__EXTRACTED TEXT__:

On Monday, Sept. 18, the Southern Film Circuit hosted “When God Sleeps,” a documentary starring Shahin Najafi, an Iranian musician who was exiled from Iran for speaking out against his country and their religion. The film was directed and produced by Till Schauder.
The character claims “My songs didn’t make me famous. The fatwa did.”
A fatwa is a ruling—often a death sentence—given by an Islamic figure of authority. In Najafi’s case, nearly an entire nation wanted him dead because of his explicit songs. He eventually had a bounty of $500,000 placed on his head.
Najafi’s music was largely provocative and spoke out against Islamic traditions. It is easy to overlook his actions from an American perspective, where, in the U.S., people have freedom of speech. The documentary featured Najafi taking refuge in Germany. With the help of others, he learned how to disguise himself and stay under the radar in order to protect himself. Najafi was under constant threat, but despite this, he continued to perform and stand up for his beliefs.
“In the beginning, it was mostly me. All of those scenes in the apartment with Shahin were done by me. Eventually, we got a crew with more funding,” said Schauder.
“When God Sleeps” featured a very personal experience of Najafi’s life. Schauder captured more than scenes from Muslim, Iran and Najafi’s performances. Najafi’s personal life was also portrayed though time spent with his friends and girlfriend. This helped the audience develop a unique type of bond with the main character. It provoked a strong sense of wanting Najafi to succeed in all that he did. It helped them see how extreme Islam can be through his first-hand point of view. It was easy to relate with Najafi in this way, by agreeing with his beliefs and his desire to speak freely and express himself against an authoritative force.

(Data entries)
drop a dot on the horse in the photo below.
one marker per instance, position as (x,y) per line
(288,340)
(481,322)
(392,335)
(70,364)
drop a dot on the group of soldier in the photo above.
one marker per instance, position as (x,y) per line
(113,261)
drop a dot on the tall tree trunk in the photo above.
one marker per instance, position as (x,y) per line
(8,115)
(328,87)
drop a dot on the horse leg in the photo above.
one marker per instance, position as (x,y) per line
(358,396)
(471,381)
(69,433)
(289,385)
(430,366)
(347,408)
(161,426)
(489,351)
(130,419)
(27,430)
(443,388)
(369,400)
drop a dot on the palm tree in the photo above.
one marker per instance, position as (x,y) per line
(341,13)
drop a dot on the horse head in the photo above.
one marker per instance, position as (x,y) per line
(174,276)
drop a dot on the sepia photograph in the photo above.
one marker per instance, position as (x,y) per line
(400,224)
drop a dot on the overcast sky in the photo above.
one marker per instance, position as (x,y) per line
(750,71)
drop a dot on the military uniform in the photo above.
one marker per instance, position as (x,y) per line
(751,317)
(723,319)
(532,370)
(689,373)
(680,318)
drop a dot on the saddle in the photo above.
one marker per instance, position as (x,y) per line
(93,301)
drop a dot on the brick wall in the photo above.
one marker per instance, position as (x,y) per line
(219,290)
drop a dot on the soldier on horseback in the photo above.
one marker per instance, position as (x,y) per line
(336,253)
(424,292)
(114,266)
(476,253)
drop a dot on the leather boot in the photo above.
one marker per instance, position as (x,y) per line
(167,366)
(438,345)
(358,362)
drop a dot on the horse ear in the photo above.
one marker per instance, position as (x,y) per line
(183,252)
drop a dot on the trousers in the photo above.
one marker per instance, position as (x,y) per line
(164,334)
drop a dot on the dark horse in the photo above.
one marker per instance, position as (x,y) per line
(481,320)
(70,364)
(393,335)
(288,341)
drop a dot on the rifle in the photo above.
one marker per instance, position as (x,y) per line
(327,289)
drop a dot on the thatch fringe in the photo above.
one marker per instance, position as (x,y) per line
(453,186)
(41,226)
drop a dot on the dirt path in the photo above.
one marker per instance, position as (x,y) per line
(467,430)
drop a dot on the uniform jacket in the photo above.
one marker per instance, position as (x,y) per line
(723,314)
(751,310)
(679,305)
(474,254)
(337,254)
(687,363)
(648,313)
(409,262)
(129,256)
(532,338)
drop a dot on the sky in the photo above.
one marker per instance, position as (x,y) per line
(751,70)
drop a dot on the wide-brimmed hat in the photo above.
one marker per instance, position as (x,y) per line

* * *

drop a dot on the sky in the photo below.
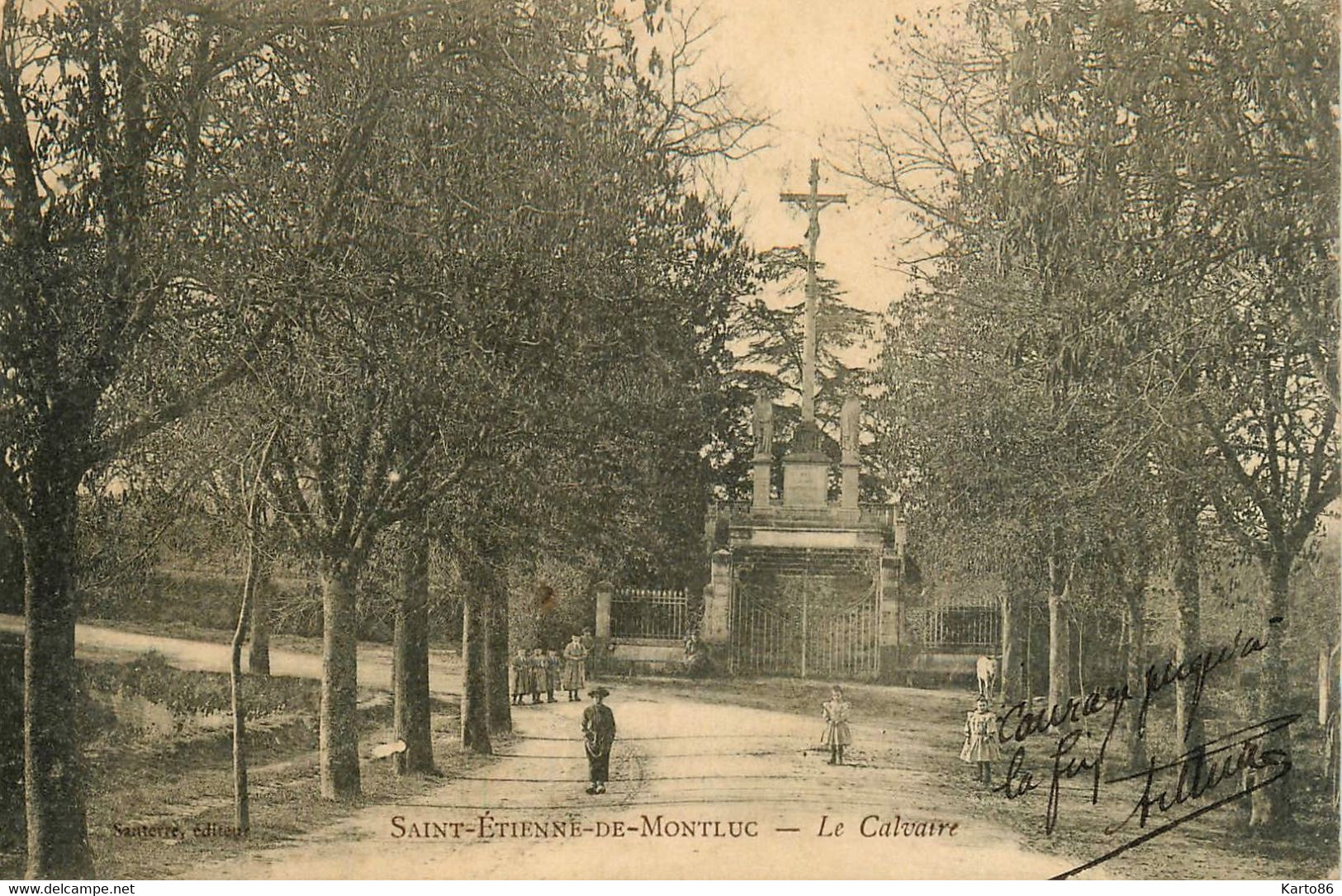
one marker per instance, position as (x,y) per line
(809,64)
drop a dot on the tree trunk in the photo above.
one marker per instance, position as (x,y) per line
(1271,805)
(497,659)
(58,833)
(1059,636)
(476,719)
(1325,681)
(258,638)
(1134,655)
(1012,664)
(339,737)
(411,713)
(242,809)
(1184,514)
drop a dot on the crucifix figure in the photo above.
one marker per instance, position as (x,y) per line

* * *

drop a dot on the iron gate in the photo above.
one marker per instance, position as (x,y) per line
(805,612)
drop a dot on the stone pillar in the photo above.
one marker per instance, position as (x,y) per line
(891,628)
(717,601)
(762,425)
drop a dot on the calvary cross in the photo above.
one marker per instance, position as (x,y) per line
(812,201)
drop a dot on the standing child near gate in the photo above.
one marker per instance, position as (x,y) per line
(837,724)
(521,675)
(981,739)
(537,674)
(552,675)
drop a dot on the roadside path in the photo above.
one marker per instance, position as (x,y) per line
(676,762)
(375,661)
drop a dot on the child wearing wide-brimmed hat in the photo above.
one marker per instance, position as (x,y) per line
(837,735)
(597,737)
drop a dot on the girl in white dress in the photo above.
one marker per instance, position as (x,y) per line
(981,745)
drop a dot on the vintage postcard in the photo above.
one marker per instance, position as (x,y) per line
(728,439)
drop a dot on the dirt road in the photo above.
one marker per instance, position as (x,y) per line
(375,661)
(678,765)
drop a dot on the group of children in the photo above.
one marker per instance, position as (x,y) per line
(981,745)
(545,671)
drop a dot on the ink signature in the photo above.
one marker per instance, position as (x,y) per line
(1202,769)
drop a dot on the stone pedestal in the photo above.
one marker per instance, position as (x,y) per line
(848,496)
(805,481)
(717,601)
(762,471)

__PROBLEMS__:
• a. According to the film review, how much was the bounty placed on Najafi's head?
• b. Continue the review of "When God Sleeps" from its last sentence.
This material has no connection to the film review.

__EXERCISE RESPONSES__:
• a. $500,000

• b.
After the film, one audience member said, “I thought it was amazing to see what’s going on in Iran and how Germany is protecting [Middle Eastern] refugees.”
Audience member Mary Jo Cobb added, “I really enjoyed it. It felt like I was right in the action. It was really dramatic and it’s nice to have the director here, too.”
The only disappointment, expressed by someone in the audience, was the level of attendance.
“This event needs to be advertised more. Coming to something like this is a very rich and valuable experience, especially to students in film-making and foreign affairs,” she said. “It opens minds up to things you don’t normally see.”
The film became more than an entertaining musical piece by blending with the enthralling adventure of a rebellious Iranian’s life. It contained real-time representations of current worldly events that many Americans were unaware of. The director of the film pointed out that Germany sacrificed a lot of resources in welcoming and protecting refugees. It is estimated that one million refugees were taken onto German soil, whereas the U.S. only allowed a mere 50,000, which Schauder pointed out was a joke.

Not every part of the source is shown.